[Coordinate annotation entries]
══════
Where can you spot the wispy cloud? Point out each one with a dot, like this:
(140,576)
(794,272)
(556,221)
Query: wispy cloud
══════
What you have to do: Convert the material above into a numbered list with one item per line, omitting any blank lines.

Solution to the problem:
1. Where can you spot the wispy cloud? Point out each one with a dot, like this:
2. (140,576)
3. (794,272)
4. (556,221)
5. Query: wispy cloud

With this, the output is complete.